■ **TASK DIRECTIONS**: All that is asked is a faithful reproduction of the entries.

==== EXERCISE MATERIALS ====

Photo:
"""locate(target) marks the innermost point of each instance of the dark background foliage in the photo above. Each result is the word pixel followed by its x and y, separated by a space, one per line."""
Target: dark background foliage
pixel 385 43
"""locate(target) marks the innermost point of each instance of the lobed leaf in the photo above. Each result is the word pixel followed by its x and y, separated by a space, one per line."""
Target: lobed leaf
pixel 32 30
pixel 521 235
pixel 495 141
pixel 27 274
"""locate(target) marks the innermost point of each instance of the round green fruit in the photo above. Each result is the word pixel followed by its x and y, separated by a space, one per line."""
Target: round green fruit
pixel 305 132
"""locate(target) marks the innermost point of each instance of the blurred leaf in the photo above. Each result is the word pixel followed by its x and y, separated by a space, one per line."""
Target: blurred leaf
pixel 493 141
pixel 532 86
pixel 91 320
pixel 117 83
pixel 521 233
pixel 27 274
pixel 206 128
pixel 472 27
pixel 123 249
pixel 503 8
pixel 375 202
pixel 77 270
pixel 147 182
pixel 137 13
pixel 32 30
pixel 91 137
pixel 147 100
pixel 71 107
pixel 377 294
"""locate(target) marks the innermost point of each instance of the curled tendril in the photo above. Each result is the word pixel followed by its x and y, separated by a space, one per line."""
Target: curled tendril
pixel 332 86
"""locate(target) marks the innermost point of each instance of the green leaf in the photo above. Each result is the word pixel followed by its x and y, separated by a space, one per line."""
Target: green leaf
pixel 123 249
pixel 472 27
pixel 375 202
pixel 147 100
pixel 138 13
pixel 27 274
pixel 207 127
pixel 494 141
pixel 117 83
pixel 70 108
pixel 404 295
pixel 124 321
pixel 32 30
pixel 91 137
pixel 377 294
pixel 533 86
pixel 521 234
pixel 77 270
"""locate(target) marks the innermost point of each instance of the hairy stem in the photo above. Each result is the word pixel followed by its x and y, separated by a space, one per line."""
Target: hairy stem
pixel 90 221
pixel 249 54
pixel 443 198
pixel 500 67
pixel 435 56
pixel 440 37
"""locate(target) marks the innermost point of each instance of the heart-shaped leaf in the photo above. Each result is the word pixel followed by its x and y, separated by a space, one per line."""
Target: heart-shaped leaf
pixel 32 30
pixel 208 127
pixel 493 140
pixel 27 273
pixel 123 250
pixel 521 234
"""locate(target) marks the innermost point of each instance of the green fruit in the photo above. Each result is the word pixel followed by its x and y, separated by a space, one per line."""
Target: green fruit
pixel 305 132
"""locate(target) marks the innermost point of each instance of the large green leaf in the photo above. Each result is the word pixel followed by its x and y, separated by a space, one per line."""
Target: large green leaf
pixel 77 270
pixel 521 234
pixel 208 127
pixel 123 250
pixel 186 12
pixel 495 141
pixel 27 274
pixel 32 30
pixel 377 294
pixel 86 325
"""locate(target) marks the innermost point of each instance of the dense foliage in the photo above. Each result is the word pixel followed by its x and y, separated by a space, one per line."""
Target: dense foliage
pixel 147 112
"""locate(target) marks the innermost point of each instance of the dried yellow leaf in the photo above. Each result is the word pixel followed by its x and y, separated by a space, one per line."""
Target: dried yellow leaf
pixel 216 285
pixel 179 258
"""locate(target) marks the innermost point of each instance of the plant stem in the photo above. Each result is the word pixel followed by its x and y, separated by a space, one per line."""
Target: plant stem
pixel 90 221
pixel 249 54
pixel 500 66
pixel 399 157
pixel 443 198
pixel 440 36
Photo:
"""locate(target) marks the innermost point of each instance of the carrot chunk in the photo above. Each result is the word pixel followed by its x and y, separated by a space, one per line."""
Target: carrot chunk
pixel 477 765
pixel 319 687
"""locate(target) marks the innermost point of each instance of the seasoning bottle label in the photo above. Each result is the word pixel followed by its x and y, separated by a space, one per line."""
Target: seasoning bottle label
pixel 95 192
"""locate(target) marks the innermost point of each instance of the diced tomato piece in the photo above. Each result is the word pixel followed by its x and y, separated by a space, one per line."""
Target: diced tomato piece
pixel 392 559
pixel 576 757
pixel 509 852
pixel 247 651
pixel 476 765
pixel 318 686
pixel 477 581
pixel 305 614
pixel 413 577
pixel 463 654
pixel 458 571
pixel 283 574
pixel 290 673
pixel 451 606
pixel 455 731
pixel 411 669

====

■ **ANSWER TO THIS TASK**:
Photo:
"""locate(target) marks the innermost point of each instance of the dark background foliage in the photo above. Each result is the word pixel followed by its x and y, separated by a space, one per line."""
Target: dark background foliage
pixel 385 43
"""locate(target) marks the innermost point of each instance of the lobed leaf in the photo above. Each result is the word pixel followed by its x and y, separated by a space, one per line."""
Target: lobed leaf
pixel 32 30
pixel 521 235
pixel 495 141
pixel 27 274
"""locate(target) marks the innermost point of each instance of the round green fruit in the photo above. Each result is the word pixel followed by its x and y, separated by a space, one per line."""
Target: round green fruit
pixel 305 132
"""locate(target) marks the innermost point of each instance of the blurred leaf in the photo above. Each result is the word pixel followed by its x and y, separated by a space, one per line."""
Target: blurred leaf
pixel 493 141
pixel 532 86
pixel 91 320
pixel 117 83
pixel 521 233
pixel 27 274
pixel 206 128
pixel 472 27
pixel 123 249
pixel 503 8
pixel 375 202
pixel 77 270
pixel 147 182
pixel 137 13
pixel 32 30
pixel 91 137
pixel 147 100
pixel 71 107
pixel 377 294
"""locate(target) marks the innermost point of each instance of the curled tendril in the photo above. Each result is the word pixel followed by its x and y, separated by a space, one per line."""
Target: curled tendril
pixel 332 86
"""locate(target) marks the innermost point of each instance of the green leaf in the photo above. Each result is the word pixel followed by its x and y, separated by a space, one per line."""
Target: green leaf
pixel 123 249
pixel 472 27
pixel 375 202
pixel 147 100
pixel 138 13
pixel 27 274
pixel 207 127
pixel 494 141
pixel 117 83
pixel 70 108
pixel 404 295
pixel 124 321
pixel 32 30
pixel 91 137
pixel 377 294
pixel 533 86
pixel 521 234
pixel 77 270
"""locate(target) marks the innermost point of each instance of the hairy stem in the photo above. Each result is the word pixel followed by its x and y, separated by a space, one per line."""
Target: hairy stem
pixel 90 221
pixel 249 54
pixel 443 198
pixel 500 67
pixel 435 56
pixel 440 37
"""locate(target) marks the innermost point of each instance of the heart-shaped leaf in the photo above. Each result is the word pixel followed by its x and y, separated by a space, one per line."""
Target: heart-shaped leaf
pixel 32 30
pixel 208 127
pixel 493 140
pixel 27 273
pixel 123 250
pixel 521 234
"""locate(target) marks the innermost point of each instance of the green fruit in the photo above. Each result is the word pixel followed by its x and y, separated by a space, one per line."""
Target: green fruit
pixel 305 132
"""locate(target) marks the innermost point of each instance of the large green leaf in the photo above. Each result is the word pixel followed by its x and y, separated by a space, one per line."""
Target: large green leaf
pixel 77 270
pixel 521 234
pixel 208 127
pixel 123 250
pixel 186 12
pixel 495 141
pixel 27 274
pixel 32 30
pixel 377 294
pixel 86 325
"""locate(target) marks the innermost point of each instance of the dense foliage in the photo above. Each result is the word pixel followed by its x and y, separated by a space, one per line."""
Target: dense foliage
pixel 147 112
"""locate(target) marks the innermost point of each instance of the dried yellow leaf in the photo above. Each result is the word pixel followed by its x and y, separated by a space, one per line."""
Target: dried yellow leaf
pixel 216 285
pixel 179 258
"""locate(target) marks the innermost point of each instance of the plant stem in the photo above. Each result is the word pixel followed by its x and y, separated by a space, one per line."""
Target: plant stem
pixel 90 221
pixel 249 54
pixel 500 66
pixel 399 157
pixel 443 198
pixel 440 36
Photo:
"""locate(target) marks the innermost point of each instance of the carrot chunk in the photo above. Each result is the word pixel followed by its x and y, separated by a space, one per line."""
Target: carrot chunk
pixel 477 765
pixel 319 687
"""locate(target) marks the innermost point of each instance of the seasoning bottle label in the photo above. Each result is the word pixel followed by its x and y, separated by a space, one per line."""
Target: seasoning bottle label
pixel 95 192
"""locate(target) marks the innermost point of each instance of the diced tomato piece in the photo above. Each result is the word pixel followed by its x and y, separated by a space, one per line."""
Target: diced tomato piece
pixel 392 559
pixel 576 757
pixel 509 852
pixel 247 651
pixel 476 765
pixel 318 686
pixel 477 581
pixel 305 614
pixel 413 577
pixel 463 654
pixel 458 571
pixel 283 574
pixel 290 673
pixel 451 606
pixel 455 731
pixel 411 669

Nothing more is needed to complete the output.